Text —

Was mir momentan noch ein bisschen bremsend im Kopf rumgeht (so als zivilisationsverweichlichtem Mitteleuropäer) ist die an sich warscheinlich auch alberne Frage, was mich da im Hinblick auf Bären und Schlangen so erwartet. Aber ich schätze, auch damit werd' ich mich noch anfreunden können...


----------



## Kleinblattagent (14. Dezember 2010)

Hallo exto,

das Sabatjahr habe ich mir dieses Jahr verordnet. Ich denke solche Schaffenspausen sind ganz wichtig, um den Spaß am (Sport) Biken nicht zu verlieren. Gerade dann, wenn man immer jedes Jahr neu auf gewisse Ziele hin trainiert. Bei mir war das 2006 die TAC. Danach hatte ich immer weniger Bock noch Biken zu gehen und mich immer wieder neu für irgendwelche Events motivieren zu müssen. Mit der TD im Focus sieht das jetzt natürlich wieder ganz anders aus, obwohl ich hier jeden Strauch in meiner Umgebung schon mit Namen kenne.

Extrahierte Datensätze —
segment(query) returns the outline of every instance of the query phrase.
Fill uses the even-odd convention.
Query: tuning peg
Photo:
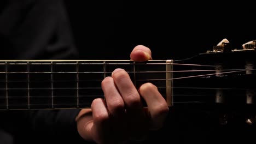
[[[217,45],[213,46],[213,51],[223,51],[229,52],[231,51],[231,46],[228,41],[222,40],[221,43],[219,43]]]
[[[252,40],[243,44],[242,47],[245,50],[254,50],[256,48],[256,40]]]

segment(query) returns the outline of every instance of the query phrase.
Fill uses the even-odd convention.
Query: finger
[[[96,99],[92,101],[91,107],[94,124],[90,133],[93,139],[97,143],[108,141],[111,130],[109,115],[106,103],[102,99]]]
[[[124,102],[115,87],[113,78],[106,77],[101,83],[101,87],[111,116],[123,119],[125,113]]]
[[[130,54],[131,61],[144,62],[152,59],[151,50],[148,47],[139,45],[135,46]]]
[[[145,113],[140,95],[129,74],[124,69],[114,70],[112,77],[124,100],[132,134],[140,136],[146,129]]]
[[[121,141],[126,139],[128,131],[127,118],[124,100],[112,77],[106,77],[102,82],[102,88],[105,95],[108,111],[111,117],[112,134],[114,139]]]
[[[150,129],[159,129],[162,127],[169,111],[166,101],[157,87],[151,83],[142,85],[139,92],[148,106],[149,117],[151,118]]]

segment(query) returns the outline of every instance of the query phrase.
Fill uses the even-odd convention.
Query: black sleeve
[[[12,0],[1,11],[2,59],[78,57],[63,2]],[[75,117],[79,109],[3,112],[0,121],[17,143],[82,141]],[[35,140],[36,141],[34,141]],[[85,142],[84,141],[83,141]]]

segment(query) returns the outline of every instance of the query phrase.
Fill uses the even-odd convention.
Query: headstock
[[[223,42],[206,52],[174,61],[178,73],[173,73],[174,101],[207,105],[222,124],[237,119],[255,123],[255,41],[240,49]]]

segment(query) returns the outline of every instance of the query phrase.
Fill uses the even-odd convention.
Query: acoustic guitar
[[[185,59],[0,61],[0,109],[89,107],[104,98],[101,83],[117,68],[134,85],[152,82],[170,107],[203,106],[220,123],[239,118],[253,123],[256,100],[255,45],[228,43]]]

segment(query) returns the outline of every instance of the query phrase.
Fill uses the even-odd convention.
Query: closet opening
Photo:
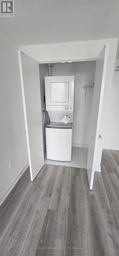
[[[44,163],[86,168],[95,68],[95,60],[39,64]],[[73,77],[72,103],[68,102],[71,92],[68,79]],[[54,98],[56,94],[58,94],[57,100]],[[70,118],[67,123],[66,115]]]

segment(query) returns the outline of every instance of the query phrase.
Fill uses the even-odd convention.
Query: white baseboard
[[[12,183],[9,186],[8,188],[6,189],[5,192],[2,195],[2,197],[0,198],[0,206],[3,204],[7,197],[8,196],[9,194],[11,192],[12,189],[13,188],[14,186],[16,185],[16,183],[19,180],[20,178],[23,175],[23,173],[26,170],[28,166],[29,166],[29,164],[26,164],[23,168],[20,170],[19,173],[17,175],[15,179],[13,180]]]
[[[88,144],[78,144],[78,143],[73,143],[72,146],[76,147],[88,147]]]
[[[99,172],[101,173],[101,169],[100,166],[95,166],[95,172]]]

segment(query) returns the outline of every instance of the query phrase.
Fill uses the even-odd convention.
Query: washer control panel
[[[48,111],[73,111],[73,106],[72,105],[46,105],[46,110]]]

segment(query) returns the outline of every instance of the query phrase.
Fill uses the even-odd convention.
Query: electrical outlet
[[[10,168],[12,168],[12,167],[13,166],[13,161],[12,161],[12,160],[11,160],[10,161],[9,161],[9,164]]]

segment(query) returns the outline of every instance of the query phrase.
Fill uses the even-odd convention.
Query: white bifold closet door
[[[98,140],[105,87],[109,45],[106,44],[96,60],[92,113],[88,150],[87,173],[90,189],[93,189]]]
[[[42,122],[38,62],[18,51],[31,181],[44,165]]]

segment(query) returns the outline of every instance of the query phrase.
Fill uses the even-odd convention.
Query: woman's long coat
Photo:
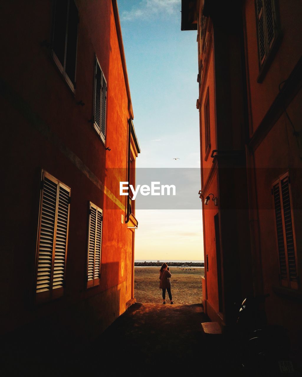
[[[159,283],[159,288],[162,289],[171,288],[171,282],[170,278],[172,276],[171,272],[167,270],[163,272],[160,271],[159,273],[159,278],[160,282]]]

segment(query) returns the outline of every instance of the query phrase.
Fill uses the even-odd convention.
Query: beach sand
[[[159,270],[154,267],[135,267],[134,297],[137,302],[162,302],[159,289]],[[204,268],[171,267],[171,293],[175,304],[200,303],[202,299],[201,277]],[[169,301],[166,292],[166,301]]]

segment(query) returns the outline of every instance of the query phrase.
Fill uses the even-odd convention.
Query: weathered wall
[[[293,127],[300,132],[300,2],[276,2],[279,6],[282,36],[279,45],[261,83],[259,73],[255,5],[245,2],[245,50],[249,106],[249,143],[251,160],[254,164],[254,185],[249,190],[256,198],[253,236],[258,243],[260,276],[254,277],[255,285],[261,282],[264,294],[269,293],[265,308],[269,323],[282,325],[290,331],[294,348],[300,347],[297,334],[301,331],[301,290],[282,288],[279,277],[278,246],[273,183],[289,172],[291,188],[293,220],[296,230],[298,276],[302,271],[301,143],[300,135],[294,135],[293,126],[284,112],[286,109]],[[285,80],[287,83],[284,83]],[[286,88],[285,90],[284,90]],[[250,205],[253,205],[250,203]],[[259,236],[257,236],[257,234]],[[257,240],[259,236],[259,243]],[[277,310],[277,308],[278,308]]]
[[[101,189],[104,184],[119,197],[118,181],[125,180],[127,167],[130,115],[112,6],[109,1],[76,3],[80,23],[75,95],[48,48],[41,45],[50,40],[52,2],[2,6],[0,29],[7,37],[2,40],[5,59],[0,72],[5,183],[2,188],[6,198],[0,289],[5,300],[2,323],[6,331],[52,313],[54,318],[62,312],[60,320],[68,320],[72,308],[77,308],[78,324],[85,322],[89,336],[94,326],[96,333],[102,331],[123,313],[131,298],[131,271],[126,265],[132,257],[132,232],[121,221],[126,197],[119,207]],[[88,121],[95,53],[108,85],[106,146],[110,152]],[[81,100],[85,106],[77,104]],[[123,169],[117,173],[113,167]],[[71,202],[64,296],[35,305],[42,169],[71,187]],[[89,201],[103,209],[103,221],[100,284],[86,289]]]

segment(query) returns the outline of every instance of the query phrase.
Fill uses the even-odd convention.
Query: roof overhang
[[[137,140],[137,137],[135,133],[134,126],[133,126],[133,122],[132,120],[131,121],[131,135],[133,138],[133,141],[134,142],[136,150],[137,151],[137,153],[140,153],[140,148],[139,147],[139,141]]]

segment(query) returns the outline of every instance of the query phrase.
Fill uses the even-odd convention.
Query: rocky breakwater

Übungsaufgaben —
(1) Gib den Abschnitt des Textes wortgetreu wieder, beginnend mit "## Kleinblattagent (14." und weiter bis einschließlich "mit Namen kenne.".
(2) Entscheide für jede Aussage, ob sie mit dem Text übereinstimmt, und antworte jeweils mit Ja oder Nein samt den entscheidenden Worten des Textes als wörtlichem Zitat. (a) Kleinblattagent hat sich das Sabatjahr in diesem Jahr selbst verordnet. (b) Bei Kleinblattagent war die TAC das Ziel des Jahres 2008. (c) Im ersten Absatz geht es um die Frage, was einen im Hinblick auf Bären und Schlangen erwartet.
Die Datensätze werden zur Bearbeitung nicht gebraucht.

Lösungen —
(1)
## Kleinblattagent (14. Dezember 2010)

Hallo exto,

das Sabatjahr habe ich mir dieses Jahr verordnet. Ich denke solche Schaffenspausen sind ganz wichtig, um den Spaß am (Sport) Biken nicht zu verlieren. Gerade dann, wenn man immer jedes Jahr neu auf gewisse Ziele hin trainiert. Bei mir war das 2006 die TAC. Danach hatte ich immer weniger Bock noch Biken zu gehen und mich immer wieder neu für irgendwelche Events motivieren zu müssen. Mit der TD im Focus sieht das jetzt natürlich wieder ganz anders aus, obwohl ich hier jeden Strauch in meiner Umgebung schon mit Namen kenne.

(2)
(a) Ja: „das Sabatjahr habe ich mir dieses Jahr verordnet"
(b) Nein: „Bei mir war das 2006 die TAC."
(c) Ja: „was mich da im Hinblick auf Bären und Schlangen so erwartet"